» Esercizio 1
Nel brano sull'andare in Libia, che cosa mostrava il video pubblicato su Facebook?
» Esercizio 2
Prosegui il brano sull'andare in Libia dal punto in cui si ferma.

Andare in Libia oppure no?
Le ragioni della pace e della guerra
Ieri
sera sulla mia pagina Fb mi sono
divertito a fare un esperimento. Sull’onda emotiva delle news televisive, dove oltre alle
immagini dei due operai italiani “devastati”
dalla prigionia erano apparse quelle
di Berlusconi e Prodi, devastate
ma dal tempo, ho postato un video, molto
macho sulle forze armate europee: un gigante dormiente. Basterebbe crederci (ecco il sottotesto...).
Il
video non ha ricevuto commenti. Ne deduco - e non è una scoperta - che
militari e guerre non piacciono a nessuno. E non solo agli italiani, dal
momento che la maggior parte dei miei amici Fb non risiede in Italia. Insomma, la gente rimuove.

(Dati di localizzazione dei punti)
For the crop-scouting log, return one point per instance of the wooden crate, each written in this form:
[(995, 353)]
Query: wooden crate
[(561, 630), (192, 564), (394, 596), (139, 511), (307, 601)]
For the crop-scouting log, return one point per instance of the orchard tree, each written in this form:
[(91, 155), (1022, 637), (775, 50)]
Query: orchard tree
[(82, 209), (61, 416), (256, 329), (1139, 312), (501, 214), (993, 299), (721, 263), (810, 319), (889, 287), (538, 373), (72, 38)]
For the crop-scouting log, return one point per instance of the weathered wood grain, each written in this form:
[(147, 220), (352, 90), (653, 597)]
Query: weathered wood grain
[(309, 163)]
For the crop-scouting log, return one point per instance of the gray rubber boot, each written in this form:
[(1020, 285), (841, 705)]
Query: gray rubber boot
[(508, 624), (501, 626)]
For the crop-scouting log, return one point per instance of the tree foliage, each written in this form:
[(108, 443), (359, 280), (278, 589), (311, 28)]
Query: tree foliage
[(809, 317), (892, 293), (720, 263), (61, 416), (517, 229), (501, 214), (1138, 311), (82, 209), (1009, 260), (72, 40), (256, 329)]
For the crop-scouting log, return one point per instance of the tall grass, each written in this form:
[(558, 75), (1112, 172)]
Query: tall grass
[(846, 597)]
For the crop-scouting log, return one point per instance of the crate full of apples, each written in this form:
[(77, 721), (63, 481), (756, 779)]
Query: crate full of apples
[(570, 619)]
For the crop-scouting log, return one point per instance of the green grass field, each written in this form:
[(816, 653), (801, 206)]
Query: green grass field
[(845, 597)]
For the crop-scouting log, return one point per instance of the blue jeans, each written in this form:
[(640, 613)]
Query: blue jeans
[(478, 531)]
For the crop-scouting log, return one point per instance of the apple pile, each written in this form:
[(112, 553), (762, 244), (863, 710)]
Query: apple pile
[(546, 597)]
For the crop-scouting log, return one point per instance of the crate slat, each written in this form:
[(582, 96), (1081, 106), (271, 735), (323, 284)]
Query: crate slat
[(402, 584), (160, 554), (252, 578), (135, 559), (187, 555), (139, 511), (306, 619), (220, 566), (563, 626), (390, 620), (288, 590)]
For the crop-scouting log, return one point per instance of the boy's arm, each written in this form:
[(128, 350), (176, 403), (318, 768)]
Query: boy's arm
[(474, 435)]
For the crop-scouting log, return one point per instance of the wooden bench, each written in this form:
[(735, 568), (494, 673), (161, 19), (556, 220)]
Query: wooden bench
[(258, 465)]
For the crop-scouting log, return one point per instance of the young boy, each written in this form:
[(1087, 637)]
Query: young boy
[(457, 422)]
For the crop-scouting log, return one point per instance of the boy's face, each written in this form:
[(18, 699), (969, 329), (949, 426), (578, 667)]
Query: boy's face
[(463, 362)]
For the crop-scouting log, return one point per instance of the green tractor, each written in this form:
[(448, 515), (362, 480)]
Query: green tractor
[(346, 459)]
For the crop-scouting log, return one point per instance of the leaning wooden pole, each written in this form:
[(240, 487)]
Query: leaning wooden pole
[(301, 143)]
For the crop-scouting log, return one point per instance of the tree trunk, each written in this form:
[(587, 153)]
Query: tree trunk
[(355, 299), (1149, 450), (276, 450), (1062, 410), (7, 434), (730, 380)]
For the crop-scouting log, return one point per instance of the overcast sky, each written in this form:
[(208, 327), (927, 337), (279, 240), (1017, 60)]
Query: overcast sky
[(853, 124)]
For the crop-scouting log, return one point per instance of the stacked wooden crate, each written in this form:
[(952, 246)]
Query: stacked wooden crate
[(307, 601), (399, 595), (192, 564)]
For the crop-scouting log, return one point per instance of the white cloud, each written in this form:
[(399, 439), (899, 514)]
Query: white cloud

» Risposta scritta 1
Le forze armate europee, descritte come un gigante dormiente.

» Risposta scritta 2
Purtroppo,
se ci si perdona la metafora facile facile, i militari sono come i medici. Nel senso che la salute va e viene, come la
pace e la guerra, e quindi, inevitabilmente, giunge il momento in cui si deve
chiamare il dottore in divisa cachi. Insomma, dispiace dirlo, del militare non si può fare a meno.
Naturalmente, l’idea
di inevitabilità della guerra,
per culture come la nostra, disabituate da almeno settant’anni “a
pensarla”, è inaccettabile. Il che spiega i tentennamenti, le stupidità
pacifiste di Prodi e Berlusconi, il diffuso buonismo mediatico, la condiscendenza verso il popolo bue, che non aspetta altro. Insomma, tutte
quelle reazioni infantili tipiche di un Paese moralmente impreparato a
combattere, per così dire, dalla testa ai piedi. Quindi se guerra sarà, l’Italia rischia di sbriciolarsi.
E
se non sarà? Nel senso che l’Italia, farà nei prossimi giorni un passo
indietro? Ne vedremo, comunque, di tutti colori. Perché, semplificando, il “neutralismo” è ancora più difficile da
gestire.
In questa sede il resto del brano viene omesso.